Task goal:
Pick out all lines with the word "logo" from the records that follow.

Provided information:
'''
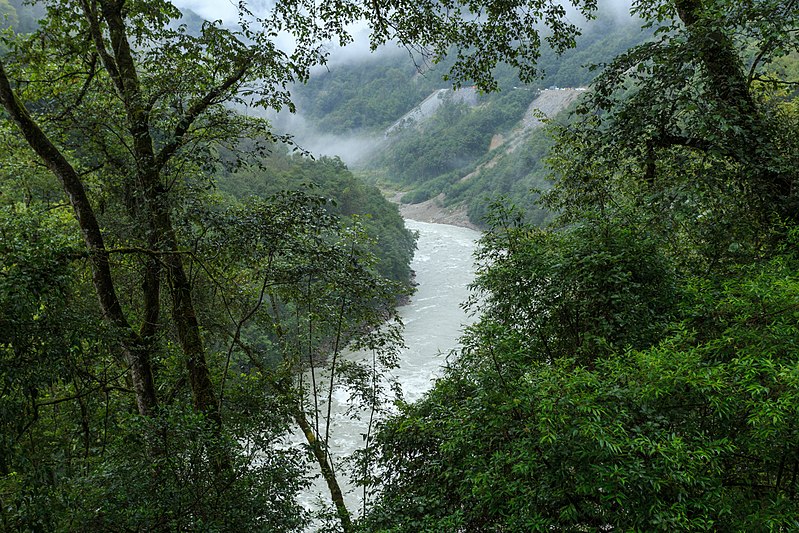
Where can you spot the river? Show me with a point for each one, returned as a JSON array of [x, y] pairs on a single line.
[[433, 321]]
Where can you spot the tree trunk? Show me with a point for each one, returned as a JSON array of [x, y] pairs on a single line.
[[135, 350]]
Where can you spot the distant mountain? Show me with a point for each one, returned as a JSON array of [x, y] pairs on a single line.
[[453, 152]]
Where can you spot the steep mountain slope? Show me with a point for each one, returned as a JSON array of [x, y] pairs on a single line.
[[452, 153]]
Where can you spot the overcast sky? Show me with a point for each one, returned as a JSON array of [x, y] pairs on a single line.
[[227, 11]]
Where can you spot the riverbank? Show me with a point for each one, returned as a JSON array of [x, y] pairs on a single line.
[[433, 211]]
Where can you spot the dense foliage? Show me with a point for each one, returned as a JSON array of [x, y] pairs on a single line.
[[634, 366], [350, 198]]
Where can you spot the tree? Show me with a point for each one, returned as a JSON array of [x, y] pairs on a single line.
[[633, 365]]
'''
'''
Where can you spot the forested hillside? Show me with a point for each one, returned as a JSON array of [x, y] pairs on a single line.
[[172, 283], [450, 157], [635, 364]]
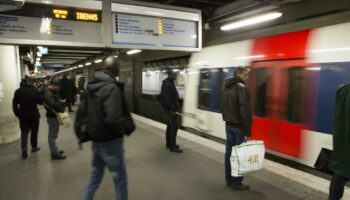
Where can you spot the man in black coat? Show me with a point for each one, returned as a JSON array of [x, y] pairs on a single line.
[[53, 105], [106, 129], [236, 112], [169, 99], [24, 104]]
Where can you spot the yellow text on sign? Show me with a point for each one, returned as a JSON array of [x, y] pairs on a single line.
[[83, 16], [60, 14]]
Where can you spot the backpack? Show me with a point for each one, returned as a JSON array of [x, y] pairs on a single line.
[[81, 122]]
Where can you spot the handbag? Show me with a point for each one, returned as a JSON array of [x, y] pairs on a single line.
'''
'''
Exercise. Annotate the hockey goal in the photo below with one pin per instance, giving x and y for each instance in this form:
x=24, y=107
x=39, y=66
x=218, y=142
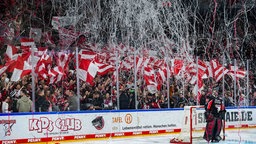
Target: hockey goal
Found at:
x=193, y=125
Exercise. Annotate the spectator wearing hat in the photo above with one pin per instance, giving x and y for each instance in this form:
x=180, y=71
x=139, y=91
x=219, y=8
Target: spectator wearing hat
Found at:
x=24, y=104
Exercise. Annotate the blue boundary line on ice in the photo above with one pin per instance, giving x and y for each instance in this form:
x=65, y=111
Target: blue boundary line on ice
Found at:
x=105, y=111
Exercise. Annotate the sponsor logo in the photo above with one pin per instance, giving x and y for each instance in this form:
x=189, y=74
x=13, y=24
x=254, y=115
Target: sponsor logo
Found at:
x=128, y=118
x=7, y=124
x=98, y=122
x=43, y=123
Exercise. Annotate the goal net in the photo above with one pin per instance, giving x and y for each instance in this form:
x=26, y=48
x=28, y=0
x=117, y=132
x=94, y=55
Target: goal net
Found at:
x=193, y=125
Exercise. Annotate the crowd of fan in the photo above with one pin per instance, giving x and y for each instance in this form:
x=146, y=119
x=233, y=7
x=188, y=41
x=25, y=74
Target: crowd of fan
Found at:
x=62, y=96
'''
Solution for this exercise:
Exercise. Annotate the sponsor logo in the photo above with one pin per instance, giving x and y for each instance in this form:
Target: sponsor logo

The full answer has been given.